• TASK TO COMPLETE
Continue the blog post below about the Lakers falling behind Dallas 3-0, starting right after its last sentence.

• READING TEXT
The Roller Coaster Is At Its Low Point

Darius Soriano —  May 6, 2011

Here at FB&G we’ve always talked about the peaks and valleys of a season. How you have to enjoy the ride and appreciate the wins rather than expect them.

Right now, I think it’s fair to say that no one is enjoying this part of the ride as we’ve entered the deepest and darkest valley of our long journey as fans of this team.

After losing 98-92 to fall behind 3-0 in this series, the Lakers are now in a position that no NBA team has ever come back from; a place where past championship experience and pedigree mean little. It’s a tough place to be in as a fan of a team we’ve expected so much from, but here we are anyway.

As for the game itself, I thought commenter JM did a good job of summarizing the general good and bad that we saw from the Lakers:

What I did not like:
– Gasol. I can’t explain what happened to him along the way, but I am disappointed and frustrated with him, as I’m sure many also are.

– Instances of weak defensive rotations gave Dallas ample opportunities for wide open spot-up 3’s. Nowitzki had plenty of open looks, and he made us pay, as expected. The Mavericks shot 41.4% as a team. Although most of the makes (6) were in the first quarter before the Lakers made adjustments, the defense was still not good enough.

• STORED DATA

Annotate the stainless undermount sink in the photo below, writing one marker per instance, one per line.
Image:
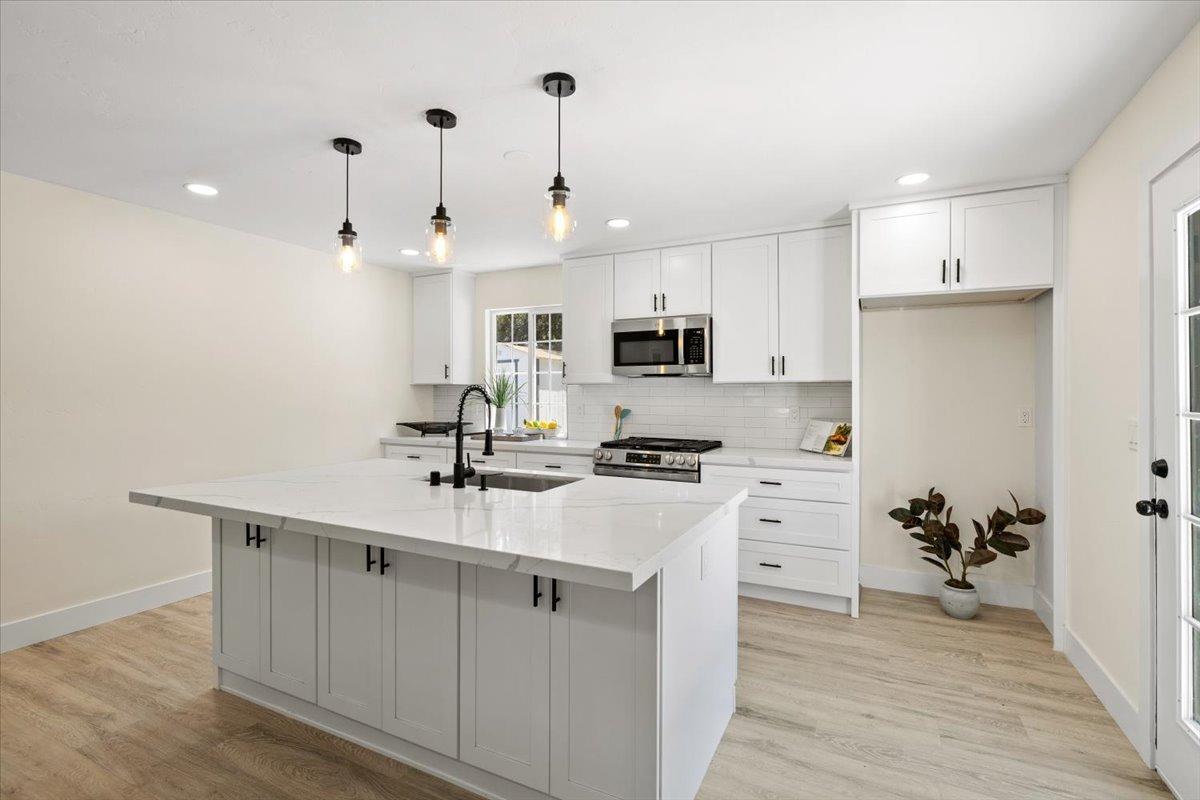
(520, 482)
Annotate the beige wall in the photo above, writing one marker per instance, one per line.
(1105, 364)
(535, 286)
(941, 388)
(138, 348)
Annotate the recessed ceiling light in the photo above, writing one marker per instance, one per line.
(203, 190)
(913, 179)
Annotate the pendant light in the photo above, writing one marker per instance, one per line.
(439, 235)
(559, 223)
(349, 250)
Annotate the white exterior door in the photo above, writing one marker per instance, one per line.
(587, 320)
(1002, 240)
(504, 723)
(1175, 248)
(636, 280)
(349, 626)
(745, 310)
(814, 305)
(687, 287)
(420, 650)
(904, 248)
(288, 613)
(235, 632)
(432, 330)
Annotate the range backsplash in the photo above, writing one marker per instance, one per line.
(741, 415)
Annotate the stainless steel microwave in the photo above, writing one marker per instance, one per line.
(663, 346)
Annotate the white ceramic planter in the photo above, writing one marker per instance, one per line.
(959, 603)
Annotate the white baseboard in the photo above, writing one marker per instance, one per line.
(997, 593)
(49, 625)
(1044, 609)
(1115, 702)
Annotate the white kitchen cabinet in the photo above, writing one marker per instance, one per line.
(745, 311)
(349, 625)
(444, 329)
(587, 320)
(288, 612)
(420, 650)
(904, 248)
(636, 280)
(504, 696)
(815, 299)
(1002, 240)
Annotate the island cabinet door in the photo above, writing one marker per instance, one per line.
(288, 618)
(504, 719)
(235, 620)
(603, 692)
(349, 626)
(420, 650)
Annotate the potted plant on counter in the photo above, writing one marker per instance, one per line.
(942, 540)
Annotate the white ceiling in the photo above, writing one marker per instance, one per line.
(690, 119)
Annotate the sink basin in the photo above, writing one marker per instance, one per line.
(521, 482)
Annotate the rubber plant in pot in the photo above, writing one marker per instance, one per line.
(942, 541)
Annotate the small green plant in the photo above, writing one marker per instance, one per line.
(941, 540)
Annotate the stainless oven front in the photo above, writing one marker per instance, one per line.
(663, 346)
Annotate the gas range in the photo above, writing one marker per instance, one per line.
(660, 458)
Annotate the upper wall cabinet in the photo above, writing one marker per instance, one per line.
(587, 320)
(675, 281)
(443, 328)
(978, 242)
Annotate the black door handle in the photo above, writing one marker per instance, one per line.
(1152, 506)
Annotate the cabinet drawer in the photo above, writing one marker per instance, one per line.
(787, 566)
(556, 462)
(795, 522)
(784, 483)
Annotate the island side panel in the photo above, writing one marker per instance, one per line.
(699, 637)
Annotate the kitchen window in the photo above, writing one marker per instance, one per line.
(528, 343)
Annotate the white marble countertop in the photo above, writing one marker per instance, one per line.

• ANSWER TO THE EXERCISE
– Rebounding: Oftentimes, the players who were not in the paint simply stood and watched the trajectory of the ball, as opposed to putting themselves on a body or extending their arms to block out. This might have gone unnoticed due to the fact that the interior rebounders often ran and got to the ball before the unchecked Dallas players.

– The Lakers stopped going to Drew in the second half. Bynum scored seven points (of his 21) in the second half on three buckets and a free throw. He was 3 of 5 in the second half. The last miss by Drew? 11:42 left in the fourth quarter.

– Peja scored the same amount of points as our entire bench. That is unacceptable. Conversely, Odom did not continuously attack Stojakovic in the post, often dribbling out the clock and settling with a jump shot. At one point, Kobe clearly yelled at LO, “Get in the effin’ post! Post his ass up!” Lamar should have exclusively operated in the post on Marion and Peja. They can’t stop him.

What I did like:
– Phil Jackson finally showing some fire that I had never seen before.

– Bynum. The single positive I took from this game. Drew showed determination, perseverance, patience, and effort. You can’t ask for more than that. I thought he played great, it’s just unfortunate that the Lakers decided to stray from the first half game plan.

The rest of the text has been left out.